Task details:
Restate the lines exactly, starting at the line that contains "Using the specimen image, mark the eyeglasses" and finishing with the final line of the records.

··· Data shown

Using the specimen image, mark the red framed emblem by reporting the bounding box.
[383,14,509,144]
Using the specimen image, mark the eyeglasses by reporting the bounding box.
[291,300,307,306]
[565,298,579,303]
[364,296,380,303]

······

Completed task:
Using the specimen image, mark the eyeglasses by reporting the bounding box.
[291,300,307,306]
[565,298,579,303]
[364,296,380,303]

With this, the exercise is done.